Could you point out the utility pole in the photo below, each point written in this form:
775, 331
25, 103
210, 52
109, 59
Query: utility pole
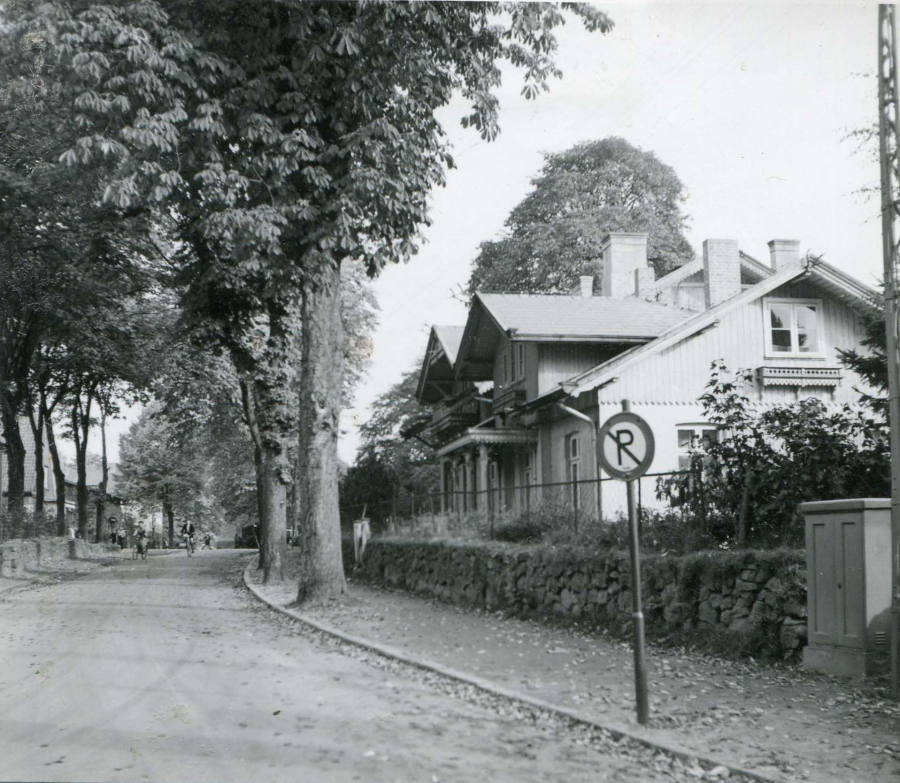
889, 139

======

### WHAT THE TASK ASKS
The entries are to be transcribed in full. Their pictures are not.

### ANSWER TO THE EXERCISE
Could you point out the utility pole in the photo below, each point written in this form:
775, 331
25, 103
210, 52
109, 59
Query: utility pole
889, 139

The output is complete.